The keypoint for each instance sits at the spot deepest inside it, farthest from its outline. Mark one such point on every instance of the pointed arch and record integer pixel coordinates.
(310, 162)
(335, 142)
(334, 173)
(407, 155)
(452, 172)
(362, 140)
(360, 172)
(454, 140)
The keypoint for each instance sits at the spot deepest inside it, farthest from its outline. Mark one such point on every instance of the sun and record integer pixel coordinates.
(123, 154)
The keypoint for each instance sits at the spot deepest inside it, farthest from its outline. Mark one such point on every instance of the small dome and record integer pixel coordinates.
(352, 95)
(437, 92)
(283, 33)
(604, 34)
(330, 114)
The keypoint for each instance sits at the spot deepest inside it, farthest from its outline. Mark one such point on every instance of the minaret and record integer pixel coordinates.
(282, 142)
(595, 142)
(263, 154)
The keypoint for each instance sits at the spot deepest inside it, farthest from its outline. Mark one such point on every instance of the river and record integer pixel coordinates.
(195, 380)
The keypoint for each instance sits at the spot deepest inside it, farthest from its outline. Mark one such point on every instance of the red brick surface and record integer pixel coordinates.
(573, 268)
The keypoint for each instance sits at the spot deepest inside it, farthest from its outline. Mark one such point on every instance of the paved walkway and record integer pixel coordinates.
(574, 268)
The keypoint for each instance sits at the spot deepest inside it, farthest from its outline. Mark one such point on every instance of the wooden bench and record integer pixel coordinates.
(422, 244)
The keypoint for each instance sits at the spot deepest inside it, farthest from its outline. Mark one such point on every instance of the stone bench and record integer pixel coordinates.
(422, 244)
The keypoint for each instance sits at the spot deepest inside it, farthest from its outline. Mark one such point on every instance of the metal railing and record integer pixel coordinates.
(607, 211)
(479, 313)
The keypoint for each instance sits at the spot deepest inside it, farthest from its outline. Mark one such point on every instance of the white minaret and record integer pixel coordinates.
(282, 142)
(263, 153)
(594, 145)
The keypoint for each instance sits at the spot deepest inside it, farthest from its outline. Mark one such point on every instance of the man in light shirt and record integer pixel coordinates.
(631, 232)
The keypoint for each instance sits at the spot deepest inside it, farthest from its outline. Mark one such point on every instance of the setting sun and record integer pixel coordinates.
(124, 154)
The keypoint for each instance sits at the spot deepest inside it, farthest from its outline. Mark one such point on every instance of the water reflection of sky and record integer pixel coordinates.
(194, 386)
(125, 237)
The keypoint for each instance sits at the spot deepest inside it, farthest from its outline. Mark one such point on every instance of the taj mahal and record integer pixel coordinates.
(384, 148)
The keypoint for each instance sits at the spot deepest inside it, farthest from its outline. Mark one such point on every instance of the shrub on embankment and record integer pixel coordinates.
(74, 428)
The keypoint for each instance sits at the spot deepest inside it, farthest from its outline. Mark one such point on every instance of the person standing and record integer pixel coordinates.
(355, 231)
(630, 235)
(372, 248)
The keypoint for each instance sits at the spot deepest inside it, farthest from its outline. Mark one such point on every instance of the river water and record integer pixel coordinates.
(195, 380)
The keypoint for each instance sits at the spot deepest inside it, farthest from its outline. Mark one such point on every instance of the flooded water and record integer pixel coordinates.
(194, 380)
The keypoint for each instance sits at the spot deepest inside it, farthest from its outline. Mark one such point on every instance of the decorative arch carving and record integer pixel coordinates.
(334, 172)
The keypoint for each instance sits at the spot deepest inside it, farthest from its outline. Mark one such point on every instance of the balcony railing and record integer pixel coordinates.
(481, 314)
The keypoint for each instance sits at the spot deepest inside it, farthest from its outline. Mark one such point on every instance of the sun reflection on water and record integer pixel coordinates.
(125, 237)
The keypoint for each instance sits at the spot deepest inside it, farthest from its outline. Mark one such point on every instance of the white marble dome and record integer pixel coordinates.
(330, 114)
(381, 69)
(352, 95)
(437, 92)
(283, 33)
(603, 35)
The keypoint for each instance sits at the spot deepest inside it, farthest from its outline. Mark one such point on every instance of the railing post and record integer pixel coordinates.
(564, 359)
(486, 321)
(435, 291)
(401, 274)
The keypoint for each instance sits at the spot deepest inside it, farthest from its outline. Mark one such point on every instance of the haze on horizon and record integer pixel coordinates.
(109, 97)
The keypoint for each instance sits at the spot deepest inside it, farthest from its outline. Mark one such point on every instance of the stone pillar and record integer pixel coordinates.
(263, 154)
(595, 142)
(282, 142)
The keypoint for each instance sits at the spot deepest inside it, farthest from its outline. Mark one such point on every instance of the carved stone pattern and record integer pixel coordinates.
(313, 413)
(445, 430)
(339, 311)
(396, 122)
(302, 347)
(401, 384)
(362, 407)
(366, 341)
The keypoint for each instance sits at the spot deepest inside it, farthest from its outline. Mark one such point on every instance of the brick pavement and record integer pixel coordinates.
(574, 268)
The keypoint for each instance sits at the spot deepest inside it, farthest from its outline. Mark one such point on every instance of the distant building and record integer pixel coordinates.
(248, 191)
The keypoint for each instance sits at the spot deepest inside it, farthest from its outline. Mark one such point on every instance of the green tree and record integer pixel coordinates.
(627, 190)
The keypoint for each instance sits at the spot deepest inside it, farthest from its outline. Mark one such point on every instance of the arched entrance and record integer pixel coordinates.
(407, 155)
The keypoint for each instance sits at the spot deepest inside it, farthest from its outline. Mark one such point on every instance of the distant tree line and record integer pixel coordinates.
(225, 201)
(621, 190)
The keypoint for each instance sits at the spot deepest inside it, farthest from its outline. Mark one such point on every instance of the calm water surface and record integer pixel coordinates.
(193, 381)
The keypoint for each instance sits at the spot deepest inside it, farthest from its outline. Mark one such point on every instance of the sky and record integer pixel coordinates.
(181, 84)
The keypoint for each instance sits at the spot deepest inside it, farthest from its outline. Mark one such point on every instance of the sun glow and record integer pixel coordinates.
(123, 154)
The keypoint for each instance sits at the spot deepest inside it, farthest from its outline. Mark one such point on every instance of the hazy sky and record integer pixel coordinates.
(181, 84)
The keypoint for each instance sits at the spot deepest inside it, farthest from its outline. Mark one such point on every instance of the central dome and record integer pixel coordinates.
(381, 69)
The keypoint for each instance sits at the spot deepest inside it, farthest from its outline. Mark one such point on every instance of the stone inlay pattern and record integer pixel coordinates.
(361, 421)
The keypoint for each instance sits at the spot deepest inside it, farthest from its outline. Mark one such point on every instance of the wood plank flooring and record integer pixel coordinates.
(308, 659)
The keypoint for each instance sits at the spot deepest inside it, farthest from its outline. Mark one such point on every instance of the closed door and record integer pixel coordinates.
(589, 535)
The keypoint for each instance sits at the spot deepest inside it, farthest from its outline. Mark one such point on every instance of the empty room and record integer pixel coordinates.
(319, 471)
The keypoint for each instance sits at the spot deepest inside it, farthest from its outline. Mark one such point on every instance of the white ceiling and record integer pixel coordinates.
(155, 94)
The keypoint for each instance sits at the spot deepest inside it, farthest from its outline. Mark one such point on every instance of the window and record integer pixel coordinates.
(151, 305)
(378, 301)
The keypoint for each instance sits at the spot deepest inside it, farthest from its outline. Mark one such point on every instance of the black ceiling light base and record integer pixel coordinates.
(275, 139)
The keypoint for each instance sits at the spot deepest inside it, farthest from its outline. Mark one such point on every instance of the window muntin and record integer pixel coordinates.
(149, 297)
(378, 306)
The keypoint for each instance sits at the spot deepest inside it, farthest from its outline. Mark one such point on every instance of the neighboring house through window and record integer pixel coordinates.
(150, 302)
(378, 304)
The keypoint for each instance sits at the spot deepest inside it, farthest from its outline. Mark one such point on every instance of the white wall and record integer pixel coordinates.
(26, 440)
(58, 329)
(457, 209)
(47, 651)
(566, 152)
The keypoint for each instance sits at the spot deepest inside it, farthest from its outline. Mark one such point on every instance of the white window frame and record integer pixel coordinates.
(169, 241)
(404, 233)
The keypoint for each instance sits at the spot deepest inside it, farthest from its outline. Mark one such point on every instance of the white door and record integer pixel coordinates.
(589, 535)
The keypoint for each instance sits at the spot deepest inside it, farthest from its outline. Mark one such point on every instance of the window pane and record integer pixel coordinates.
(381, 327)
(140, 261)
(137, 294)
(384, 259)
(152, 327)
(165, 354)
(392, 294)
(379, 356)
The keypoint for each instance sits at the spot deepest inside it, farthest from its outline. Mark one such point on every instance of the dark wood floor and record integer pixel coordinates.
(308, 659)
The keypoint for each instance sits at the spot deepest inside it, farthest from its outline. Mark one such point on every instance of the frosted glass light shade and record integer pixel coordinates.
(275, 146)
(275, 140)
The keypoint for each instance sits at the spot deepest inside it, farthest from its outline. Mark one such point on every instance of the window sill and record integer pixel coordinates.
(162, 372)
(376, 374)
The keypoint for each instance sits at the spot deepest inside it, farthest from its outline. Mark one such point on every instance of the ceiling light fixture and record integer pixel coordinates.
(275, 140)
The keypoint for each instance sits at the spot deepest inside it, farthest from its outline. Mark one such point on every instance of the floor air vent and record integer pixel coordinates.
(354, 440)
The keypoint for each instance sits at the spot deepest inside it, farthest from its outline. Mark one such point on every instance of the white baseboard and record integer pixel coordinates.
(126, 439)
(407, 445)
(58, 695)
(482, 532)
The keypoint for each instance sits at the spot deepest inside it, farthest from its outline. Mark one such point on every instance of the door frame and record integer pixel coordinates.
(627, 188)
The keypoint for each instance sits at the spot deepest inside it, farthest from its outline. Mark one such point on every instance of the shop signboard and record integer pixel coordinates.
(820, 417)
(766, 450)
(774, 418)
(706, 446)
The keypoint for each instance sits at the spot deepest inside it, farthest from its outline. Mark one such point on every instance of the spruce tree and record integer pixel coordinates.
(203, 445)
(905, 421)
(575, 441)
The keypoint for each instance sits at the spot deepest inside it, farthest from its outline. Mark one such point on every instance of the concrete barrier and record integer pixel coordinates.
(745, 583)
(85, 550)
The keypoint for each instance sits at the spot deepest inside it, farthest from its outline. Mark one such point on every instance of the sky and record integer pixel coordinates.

The exercise: Repeat exactly the lines from the line containing "spruce tree and record integer pixel coordinates." through the end of the listing above; both boundary lines are part of the output.

In response:
The keypoint for each instance sits at the spot deepest inside it, farthest from its outline. Mark one such point on every instance of the spruce tree and record integer pixel coordinates.
(203, 445)
(905, 421)
(575, 441)
The keypoint for each instance sits at the spot deepest inside it, farthest from its outline. Mark one such point on every instance of the concrete barrier and record integer pixel coordinates.
(745, 583)
(85, 550)
The keypoint for each instance sits at the spot deepest inside it, farthest from its outline. Mark one such point on every instance of the sky and record integer pixel coordinates.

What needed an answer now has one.